• Required work
[A] In the passage on declining membership in spiritual communities, condense the paragraph that begins "Another consideration might be" into a bulleted list that keeps its main facts.
[B] According to the passage on declining membership in spiritual communities, why do people in Western countries feel less drawn to fixed, collective spiritual communities? Answer in one to three sentences.

• Text segment
Almost all religious or spiritual communities in the so-called Western world are experiencing a decline in permanent members. If we want to approach the question of the significance of spiritual groups today, it seems to be central to first consider the reasons for the growing rejection of religious institutions and spiritual groups by the modern individual. We would like to start by suggesting four possible reasons for this development.
The first reason is that today in the Western countries, despite the present special situation, there is unprecedented social security which goes hand in hand with psychological security and far-reaching personal societal freedoms. This situation opens up more and more opportunities for expressing outwardly personal individuality. The experience of living out of individuality, on the other hand, leads psychologically to a greatly reduced attraction to fixed, collective spiritual communities and narratives.
Another consideration might be that not more than 20 years ago only a few groups were known and accessible to a person while today, potentially every spiritual group in the world is findable online with a few clicks. There is today, therefore, an online visibly seamless spectrum of religious groups with their world views and teachings. As a result, the formerly appearing unique selling point of a group – as it presented itself in the “analogous” age – is being blurred in today’s information age. There are today, therefore, less pronounced reasons for joining a particular community accompanied by an excess of options for choice. Psychologically, this means that one is more likely not to choose any of the options.

• Raw data

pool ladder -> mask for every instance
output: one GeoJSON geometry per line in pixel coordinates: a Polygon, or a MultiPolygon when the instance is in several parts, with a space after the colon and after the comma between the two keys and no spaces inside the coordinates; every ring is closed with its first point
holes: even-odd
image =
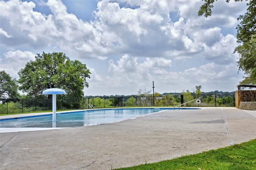
{"type": "Polygon", "coordinates": [[[94,107],[91,104],[89,104],[88,105],[88,108],[90,108],[91,110],[92,110],[92,109],[94,109],[94,107]]]}
{"type": "MultiPolygon", "coordinates": [[[[176,107],[177,107],[177,106],[178,106],[178,109],[179,110],[179,109],[180,109],[180,106],[181,106],[181,105],[183,105],[185,104],[187,104],[187,103],[189,103],[189,102],[191,102],[194,101],[195,100],[198,100],[198,99],[200,99],[200,98],[203,98],[203,97],[200,97],[198,98],[197,98],[197,99],[194,99],[194,100],[192,100],[190,101],[189,101],[189,102],[186,102],[186,103],[183,103],[183,104],[178,104],[178,105],[177,105],[177,106],[176,106],[176,107]]],[[[174,104],[174,105],[173,105],[173,109],[174,109],[174,110],[175,110],[175,104],[174,104]]]]}

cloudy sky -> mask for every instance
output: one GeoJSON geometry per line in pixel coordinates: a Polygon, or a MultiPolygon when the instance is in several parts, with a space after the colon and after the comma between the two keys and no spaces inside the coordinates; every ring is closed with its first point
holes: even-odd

• Answers to the tasks
[A]
- As recently as 20 years ago, a person knew of and could reach only a few spiritual groups. Today almost any spiritual group in the world can be found online in a few clicks.
- The internet now shows a seamless spectrum of religious groups, with their world views and teachings.
- As a result, the unique selling point a group once seemed to have in the "analogous" age is blurred.
- There are fewer strong reasons to join any particular community, along with an excess of options.
- Psychologically, this makes a person more likely to choose none of the options.

[B] Western countries now offer unprecedented social security, along with psychological security and far-reaching personal freedoms, and this gives people more and more opportunities to express their individuality outwardly. Living out of that individuality psychologically reduces the attraction of fixed, collective spiritual communities and narratives.